** Supplied material follows **

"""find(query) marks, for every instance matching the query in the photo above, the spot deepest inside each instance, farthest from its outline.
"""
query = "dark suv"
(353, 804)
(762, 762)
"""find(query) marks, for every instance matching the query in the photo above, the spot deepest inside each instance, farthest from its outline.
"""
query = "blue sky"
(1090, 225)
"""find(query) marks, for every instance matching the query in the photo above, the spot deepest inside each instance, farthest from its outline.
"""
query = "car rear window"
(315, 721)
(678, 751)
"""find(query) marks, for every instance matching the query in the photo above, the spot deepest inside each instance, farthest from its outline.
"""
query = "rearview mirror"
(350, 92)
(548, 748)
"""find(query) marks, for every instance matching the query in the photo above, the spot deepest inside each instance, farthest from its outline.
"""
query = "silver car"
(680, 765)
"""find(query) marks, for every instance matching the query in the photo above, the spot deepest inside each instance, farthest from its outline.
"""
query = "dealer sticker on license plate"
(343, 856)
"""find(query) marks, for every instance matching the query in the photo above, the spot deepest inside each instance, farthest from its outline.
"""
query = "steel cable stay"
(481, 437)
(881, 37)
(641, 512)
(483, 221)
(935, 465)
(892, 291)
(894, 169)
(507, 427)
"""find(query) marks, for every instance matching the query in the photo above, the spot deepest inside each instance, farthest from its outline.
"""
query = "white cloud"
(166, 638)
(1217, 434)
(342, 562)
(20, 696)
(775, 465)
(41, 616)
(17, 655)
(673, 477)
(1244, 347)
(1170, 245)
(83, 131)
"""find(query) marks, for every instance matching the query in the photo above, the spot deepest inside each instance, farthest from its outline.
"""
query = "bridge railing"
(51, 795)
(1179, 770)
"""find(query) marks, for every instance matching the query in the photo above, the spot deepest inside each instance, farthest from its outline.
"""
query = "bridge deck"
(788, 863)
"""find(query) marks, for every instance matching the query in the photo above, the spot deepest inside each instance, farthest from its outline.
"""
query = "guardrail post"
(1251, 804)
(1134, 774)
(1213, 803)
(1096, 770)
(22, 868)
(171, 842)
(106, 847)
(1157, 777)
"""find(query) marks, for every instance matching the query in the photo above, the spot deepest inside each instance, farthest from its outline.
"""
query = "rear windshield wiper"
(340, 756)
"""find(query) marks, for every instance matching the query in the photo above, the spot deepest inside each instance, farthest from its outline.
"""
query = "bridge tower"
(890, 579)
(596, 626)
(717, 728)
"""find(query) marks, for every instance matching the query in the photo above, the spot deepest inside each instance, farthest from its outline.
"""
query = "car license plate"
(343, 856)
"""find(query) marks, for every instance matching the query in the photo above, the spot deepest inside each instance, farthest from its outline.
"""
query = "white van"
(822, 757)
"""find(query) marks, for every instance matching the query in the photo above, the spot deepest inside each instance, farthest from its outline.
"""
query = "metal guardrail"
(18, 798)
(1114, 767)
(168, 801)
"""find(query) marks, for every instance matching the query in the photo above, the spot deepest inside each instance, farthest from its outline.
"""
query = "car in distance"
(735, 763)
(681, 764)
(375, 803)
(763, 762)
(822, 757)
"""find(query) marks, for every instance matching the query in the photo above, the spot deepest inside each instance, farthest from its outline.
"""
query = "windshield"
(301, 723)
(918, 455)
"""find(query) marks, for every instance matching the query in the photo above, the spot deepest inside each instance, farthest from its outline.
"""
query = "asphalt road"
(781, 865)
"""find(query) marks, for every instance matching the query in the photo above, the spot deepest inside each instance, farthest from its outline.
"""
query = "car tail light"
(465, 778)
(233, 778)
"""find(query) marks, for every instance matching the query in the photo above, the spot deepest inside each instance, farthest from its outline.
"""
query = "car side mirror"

** End of Supplied material **

The problem ::
Set down every line of the listing again, exactly.

The answer ::
"""find(query) marks, for every instance matching the query in the photo above, the spot deepest inside each instance, farthest from its outline.
"""
query = "dark suv"
(353, 804)
(762, 762)
"""find(query) marks, for every instance matching the query in the photo above, the spot deepest inside each instance, farthest from its outline.
"""
query = "blue sky"
(1090, 225)
"""find(query) marks, for every instance matching the query in the photo above, the spot deepest inside each instance, farthest from its outline.
"""
query = "car rear window"
(315, 721)
(678, 751)
"""find(query) marks, for every instance matching the query in the photo above, the spot deepest inside each instance, farthest from its outline.
"""
query = "rearview mirror"
(350, 92)
(548, 748)
"""find(query) marks, for every instance matching the query in the photo above, the spot deepest inside each instance, farthest from its outline.
"""
query = "silver car"
(680, 765)
"""find(query) marks, for every instance matching the query in the photo above, the spot deepest inside each instance, farthest from its outline.
"""
query = "dealer sticker on license plate"
(343, 856)
"""find(query) marks, for every instance matching the query in the photo above, the spot deepest inside each instance, farthest from its outline.
"""
query = "steel cable stay"
(481, 437)
(881, 37)
(641, 512)
(483, 221)
(935, 465)
(892, 291)
(894, 169)
(507, 427)
"""find(query) marks, for every instance matching the query in the photo above, the spot deepest inside each instance, farthest from its outline.
"""
query = "white cloud"
(166, 638)
(1217, 434)
(342, 562)
(20, 696)
(775, 465)
(41, 616)
(17, 655)
(673, 477)
(1244, 347)
(1170, 245)
(83, 131)
"""find(query) marks, for every instance matching the query in the photo above, the spot deepest inside each instance, farthest from its outline.
"""
query = "bridge railing"
(51, 795)
(1179, 770)
"""find(query) marks, for every instance matching the query in the photo above, the spot deepest inside each instance, farthest from its outline.
"""
query = "bridge deck"
(788, 863)
"""find(query) marks, for every instance matching the query in the photo above, the spot deepest inside each instance, farthest from its outline.
"""
query = "guardrail post"
(1251, 804)
(1134, 774)
(1213, 803)
(1096, 770)
(22, 868)
(171, 842)
(106, 847)
(1157, 777)
"""find(query) marks, for every instance matching the query in the photo above, the spot deepest inside each instance, farthest from its outline.
"""
query = "rear windshield wiper"
(340, 756)
"""find(query) marks, for every instance matching the query in the photo above, the spot deepest inside each instance, farthest from its outline.
"""
query = "bridge tower"
(890, 579)
(596, 626)
(717, 728)
"""find(query) marks, for every instance matching the query in the photo above, the spot deepest inside each instance, farthest from its outline.
"""
query = "car license plate"
(343, 856)
"""find(query) marks, for every instance matching the query in the photo above, the spot deepest inside each instance, farthest from its outline.
"""
query = "white van"
(822, 757)
"""find(query) marks, for every instance matching the query in the photo above, the spot deepest inside each instance, farthest from its outline.
"""
query = "metal guardrail"
(18, 798)
(1114, 767)
(168, 801)
"""find(query) marks, for every instance matching the query in the photo above, the spot deepest inside each instance, farthest from its outline.
"""
query = "car in distance"
(735, 763)
(681, 764)
(375, 803)
(763, 762)
(822, 757)
"""find(query) marks, for every instance matching the query in the photo above, the spot deepest inside each instance, farthest from its outline.
"""
query = "windshield"
(301, 723)
(918, 455)
"""find(query) marks, for every instance matching the query in the photo above, the spot deepest inside each instance, farthest from its outline.
"""
query = "asphalt road"
(781, 865)
"""find(query) marks, for every instance matching the query in the photo above, the spot deepest inside each instance, farthest from its outline.
"""
query = "car tail light"
(465, 778)
(233, 778)
"""find(query) marks, for every instance matching the query in the photo above, the spot deepest inside each instance, farthest from its outline.
"""
query = "car side mirror"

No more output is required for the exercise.